[Object point labels]
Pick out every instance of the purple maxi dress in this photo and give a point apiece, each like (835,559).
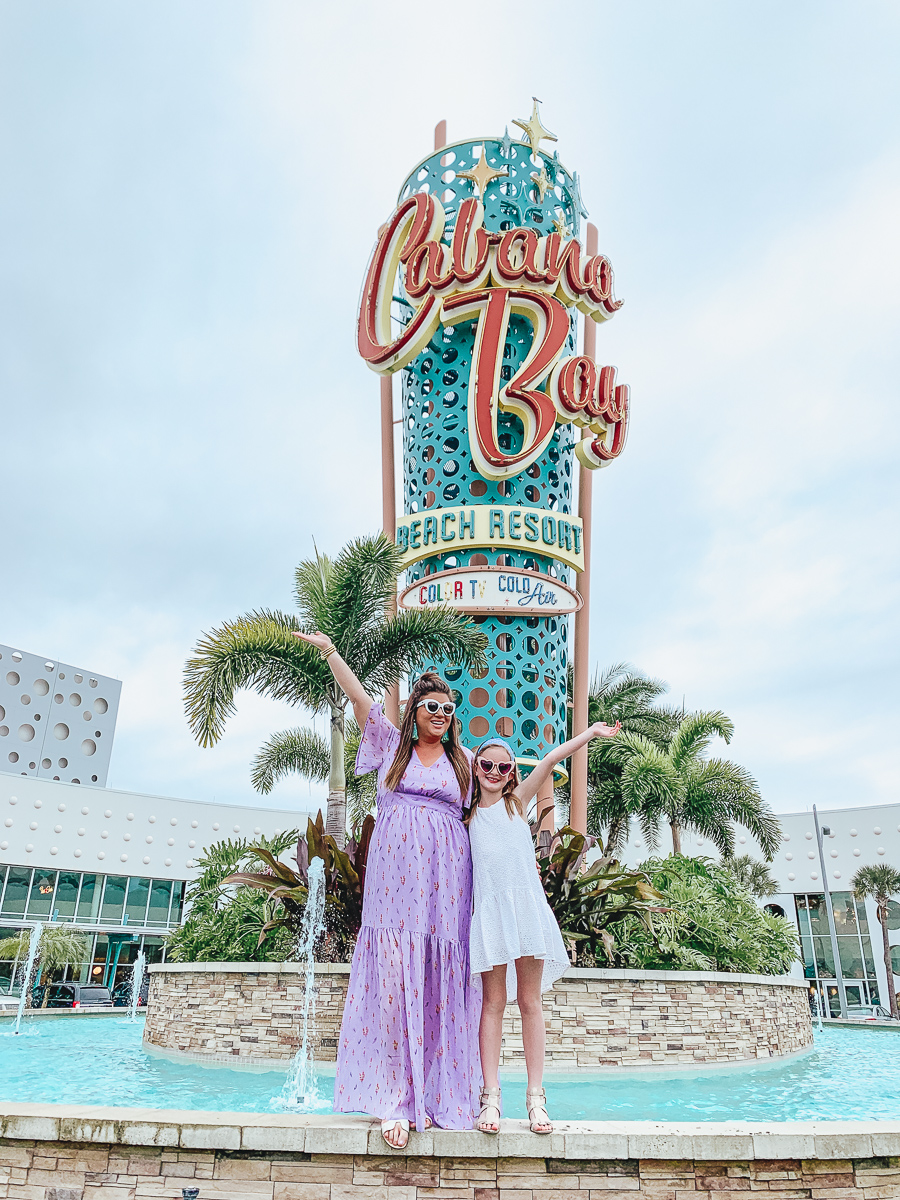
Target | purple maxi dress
(408,1042)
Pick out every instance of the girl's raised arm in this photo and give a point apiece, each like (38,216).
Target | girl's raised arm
(529,787)
(347,681)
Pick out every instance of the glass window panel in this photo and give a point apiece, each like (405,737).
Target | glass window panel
(160,900)
(802,915)
(855,995)
(868,957)
(825,959)
(16,895)
(89,899)
(809,959)
(851,958)
(136,904)
(817,915)
(64,906)
(114,898)
(154,948)
(845,912)
(43,885)
(178,901)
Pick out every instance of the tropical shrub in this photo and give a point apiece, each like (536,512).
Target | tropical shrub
(345,873)
(592,901)
(711,923)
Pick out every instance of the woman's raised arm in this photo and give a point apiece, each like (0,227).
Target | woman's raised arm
(529,787)
(347,681)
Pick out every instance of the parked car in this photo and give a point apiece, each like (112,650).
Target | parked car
(121,995)
(78,995)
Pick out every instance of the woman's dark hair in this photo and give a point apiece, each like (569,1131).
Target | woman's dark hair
(510,799)
(425,684)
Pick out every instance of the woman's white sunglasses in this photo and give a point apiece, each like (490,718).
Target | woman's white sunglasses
(433,706)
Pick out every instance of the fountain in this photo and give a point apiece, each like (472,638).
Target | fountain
(300,1092)
(137,981)
(36,930)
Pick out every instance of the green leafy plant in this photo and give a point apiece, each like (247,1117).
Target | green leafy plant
(881,882)
(349,599)
(305,753)
(345,875)
(677,784)
(591,901)
(711,923)
(60,946)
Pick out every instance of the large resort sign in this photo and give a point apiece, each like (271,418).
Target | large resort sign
(473,295)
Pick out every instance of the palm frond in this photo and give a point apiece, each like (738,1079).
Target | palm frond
(695,733)
(291,753)
(258,652)
(417,639)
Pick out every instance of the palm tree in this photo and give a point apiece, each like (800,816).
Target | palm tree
(306,753)
(625,695)
(751,874)
(880,882)
(678,784)
(59,947)
(347,598)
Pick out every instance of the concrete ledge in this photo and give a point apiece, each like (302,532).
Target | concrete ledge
(573,973)
(709,1141)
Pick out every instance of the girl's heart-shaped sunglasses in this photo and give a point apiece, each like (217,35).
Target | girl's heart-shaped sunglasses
(489,765)
(433,706)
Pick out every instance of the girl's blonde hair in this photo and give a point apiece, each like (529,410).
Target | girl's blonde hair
(425,684)
(514,805)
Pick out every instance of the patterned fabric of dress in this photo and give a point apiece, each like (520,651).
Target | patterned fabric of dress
(408,1043)
(513,918)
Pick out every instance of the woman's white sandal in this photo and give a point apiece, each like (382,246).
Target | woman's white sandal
(390,1126)
(490,1099)
(537,1102)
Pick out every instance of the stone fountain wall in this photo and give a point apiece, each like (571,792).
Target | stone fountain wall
(249,1013)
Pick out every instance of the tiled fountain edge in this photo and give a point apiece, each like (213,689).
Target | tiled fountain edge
(359,1135)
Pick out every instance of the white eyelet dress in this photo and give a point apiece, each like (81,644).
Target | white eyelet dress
(511,918)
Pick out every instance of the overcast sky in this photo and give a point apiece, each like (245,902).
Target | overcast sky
(189,196)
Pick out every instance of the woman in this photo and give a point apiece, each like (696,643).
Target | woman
(407,1048)
(513,925)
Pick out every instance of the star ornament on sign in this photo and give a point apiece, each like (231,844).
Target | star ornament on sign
(534,131)
(483,174)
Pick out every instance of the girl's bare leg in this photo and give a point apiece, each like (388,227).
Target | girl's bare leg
(490,1035)
(528,991)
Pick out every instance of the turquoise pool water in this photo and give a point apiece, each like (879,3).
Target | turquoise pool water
(851,1074)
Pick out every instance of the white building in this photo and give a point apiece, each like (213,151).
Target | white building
(857,838)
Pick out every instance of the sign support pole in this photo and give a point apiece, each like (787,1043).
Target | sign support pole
(579,777)
(389,515)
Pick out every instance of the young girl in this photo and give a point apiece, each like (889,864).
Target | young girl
(513,922)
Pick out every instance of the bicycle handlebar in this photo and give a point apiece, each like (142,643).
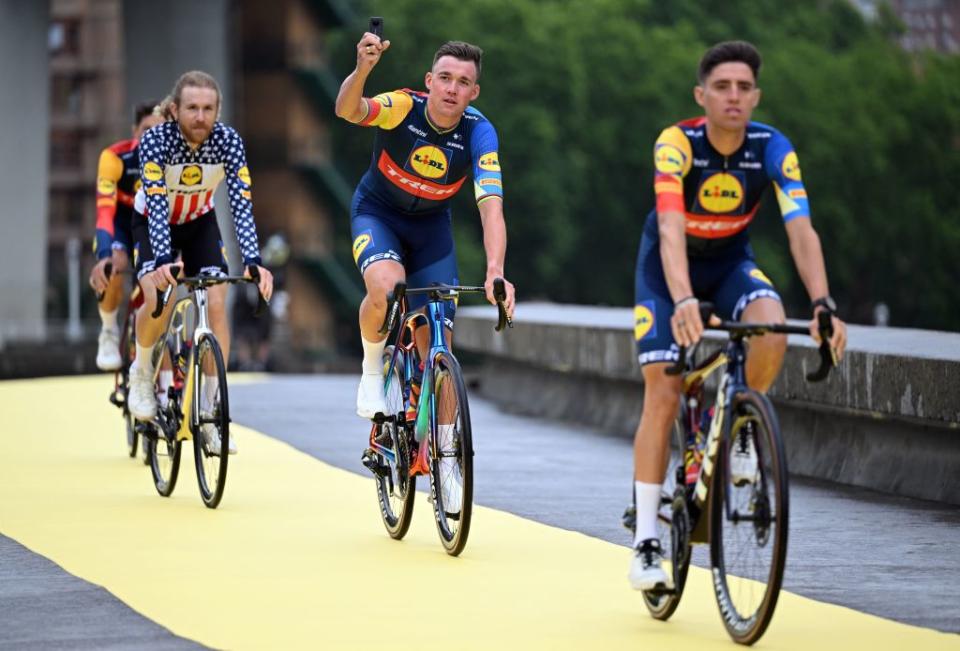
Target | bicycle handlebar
(206,281)
(828,357)
(400,290)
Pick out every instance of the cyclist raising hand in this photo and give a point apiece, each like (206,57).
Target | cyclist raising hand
(426,145)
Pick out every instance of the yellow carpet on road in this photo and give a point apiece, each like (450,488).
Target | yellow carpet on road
(296,557)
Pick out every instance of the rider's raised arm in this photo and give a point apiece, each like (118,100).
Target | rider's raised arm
(153,155)
(109,173)
(237,176)
(673,158)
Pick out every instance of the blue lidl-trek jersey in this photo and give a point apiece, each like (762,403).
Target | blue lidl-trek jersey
(417,167)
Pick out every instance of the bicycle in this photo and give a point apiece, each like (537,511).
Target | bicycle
(438,441)
(121,377)
(743,519)
(196,359)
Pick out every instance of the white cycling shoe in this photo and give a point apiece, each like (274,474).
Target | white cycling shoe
(141,399)
(370,396)
(646,569)
(108,350)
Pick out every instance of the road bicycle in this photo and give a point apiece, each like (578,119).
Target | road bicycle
(199,370)
(437,441)
(743,516)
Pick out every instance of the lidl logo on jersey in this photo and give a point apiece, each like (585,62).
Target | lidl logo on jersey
(106,186)
(191,175)
(759,275)
(791,166)
(721,193)
(152,171)
(363,240)
(429,161)
(644,321)
(490,162)
(668,159)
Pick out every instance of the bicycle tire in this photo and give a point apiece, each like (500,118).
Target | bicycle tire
(396,490)
(128,346)
(211,464)
(747,590)
(673,527)
(164,456)
(453,525)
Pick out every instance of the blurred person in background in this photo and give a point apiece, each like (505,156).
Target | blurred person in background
(118,179)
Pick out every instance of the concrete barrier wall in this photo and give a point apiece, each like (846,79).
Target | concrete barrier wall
(888,418)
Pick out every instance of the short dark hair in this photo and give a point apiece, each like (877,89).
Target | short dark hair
(729,51)
(460,50)
(142,110)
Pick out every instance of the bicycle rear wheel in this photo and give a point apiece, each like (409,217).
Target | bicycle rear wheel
(163,452)
(749,521)
(451,458)
(673,528)
(210,420)
(395,487)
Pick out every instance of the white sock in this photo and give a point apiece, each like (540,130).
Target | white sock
(648,503)
(109,319)
(373,356)
(144,360)
(209,394)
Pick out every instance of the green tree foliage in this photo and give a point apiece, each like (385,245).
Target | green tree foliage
(579,91)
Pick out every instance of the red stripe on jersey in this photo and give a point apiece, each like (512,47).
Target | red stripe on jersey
(415,185)
(712,227)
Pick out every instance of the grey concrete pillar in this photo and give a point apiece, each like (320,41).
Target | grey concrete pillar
(24,147)
(189,35)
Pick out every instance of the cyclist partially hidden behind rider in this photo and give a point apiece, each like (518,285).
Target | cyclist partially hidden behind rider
(710,174)
(426,145)
(118,179)
(182,161)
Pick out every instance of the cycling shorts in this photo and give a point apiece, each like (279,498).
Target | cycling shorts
(730,280)
(423,244)
(198,242)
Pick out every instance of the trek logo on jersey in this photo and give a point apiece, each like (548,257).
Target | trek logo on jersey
(152,171)
(668,159)
(721,193)
(489,162)
(429,161)
(791,167)
(759,275)
(363,240)
(191,175)
(644,320)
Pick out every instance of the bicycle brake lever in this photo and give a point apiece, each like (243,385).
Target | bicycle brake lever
(500,295)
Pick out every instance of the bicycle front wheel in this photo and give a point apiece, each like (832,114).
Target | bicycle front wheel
(210,420)
(395,487)
(749,518)
(451,458)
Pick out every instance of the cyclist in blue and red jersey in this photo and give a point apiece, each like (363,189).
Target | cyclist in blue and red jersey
(710,174)
(182,162)
(426,145)
(118,178)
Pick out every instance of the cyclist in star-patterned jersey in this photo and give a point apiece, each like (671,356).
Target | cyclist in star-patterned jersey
(182,161)
(118,178)
(425,147)
(710,175)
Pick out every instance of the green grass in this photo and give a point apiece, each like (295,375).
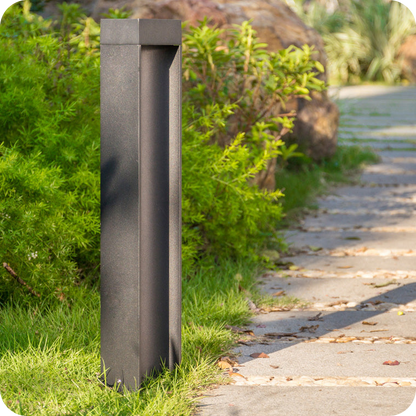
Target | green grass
(50,362)
(302,183)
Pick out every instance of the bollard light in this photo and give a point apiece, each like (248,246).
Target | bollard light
(140,198)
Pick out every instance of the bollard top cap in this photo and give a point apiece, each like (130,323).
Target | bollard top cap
(141,32)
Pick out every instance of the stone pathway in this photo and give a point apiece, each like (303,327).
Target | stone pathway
(352,350)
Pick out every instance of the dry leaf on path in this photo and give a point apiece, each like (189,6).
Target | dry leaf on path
(232,374)
(280,334)
(311,328)
(226,362)
(259,355)
(395,362)
(338,302)
(316,317)
(315,248)
(390,282)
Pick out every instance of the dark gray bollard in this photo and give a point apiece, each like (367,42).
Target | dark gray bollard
(141,62)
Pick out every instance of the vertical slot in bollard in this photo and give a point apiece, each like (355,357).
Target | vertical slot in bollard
(141,61)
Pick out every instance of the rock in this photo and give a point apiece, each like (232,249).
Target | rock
(315,128)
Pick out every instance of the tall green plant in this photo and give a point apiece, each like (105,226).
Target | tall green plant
(49,156)
(367,48)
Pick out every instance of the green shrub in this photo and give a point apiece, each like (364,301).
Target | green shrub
(49,162)
(362,38)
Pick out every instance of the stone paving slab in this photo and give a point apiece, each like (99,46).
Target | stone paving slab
(301,359)
(308,401)
(331,290)
(353,263)
(321,358)
(351,239)
(389,178)
(367,91)
(358,191)
(397,157)
(379,145)
(357,221)
(370,135)
(387,168)
(398,130)
(379,204)
(331,324)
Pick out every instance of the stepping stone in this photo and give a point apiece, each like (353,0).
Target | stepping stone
(340,240)
(312,401)
(379,144)
(322,360)
(367,264)
(352,263)
(388,327)
(355,221)
(332,290)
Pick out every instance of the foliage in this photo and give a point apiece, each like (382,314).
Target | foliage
(49,165)
(50,361)
(362,38)
(223,67)
(234,90)
(378,29)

REQUIREMENT
Your task is to return, exactly and on their own, the lines from the one containing "Pick out every instance of the dry" through the last line of the listing.

TASK RESULT
Pick out every instance of the dry leaf on path in this photo and give a point apiece, each like (189,6).
Target | dry leaf on path
(232,374)
(280,334)
(311,328)
(226,362)
(259,355)
(395,362)
(338,302)
(316,317)
(315,248)
(390,282)
Pick out every instance of the dark gray bollard in this photo and give a point apiece, each like (367,42).
Target | dark gray bollard
(141,62)
Pick out every instance of the vertical slot in bollard in this photo and give a point apiece, each like (355,357).
Target | vertical slot in bollard
(141,61)
Pick out every instance of the rock in this photo and give a point apiece, each like (232,249).
Target | rock
(315,128)
Pick out every instance of the tall green plant in this photo and give a point apiece, each like (105,226).
Target | tall green plant
(49,156)
(367,48)
Pick out every instance of the green shrub in this photo and give a point apiece, each like (364,301).
Target | green shrub
(49,162)
(362,38)
Pick out every instance of the stone paving slab in this photo and give a point apiece, each like (99,46).
Target | stone paving slab
(301,359)
(308,401)
(331,290)
(353,263)
(321,358)
(351,239)
(389,178)
(367,91)
(358,191)
(397,157)
(379,145)
(357,221)
(370,135)
(387,168)
(398,130)
(379,204)
(331,324)
Pick out every instance of the stepping stone in this photo and give a point apiece, each like (353,0).
Target | stepping stone
(340,240)
(312,401)
(379,144)
(322,360)
(367,264)
(352,263)
(388,327)
(355,221)
(332,290)
Pick out every instance of the foliage in this photo and give a point apiece, each like (382,314).
Target | foliage
(49,165)
(50,361)
(362,38)
(223,67)
(234,90)
(378,29)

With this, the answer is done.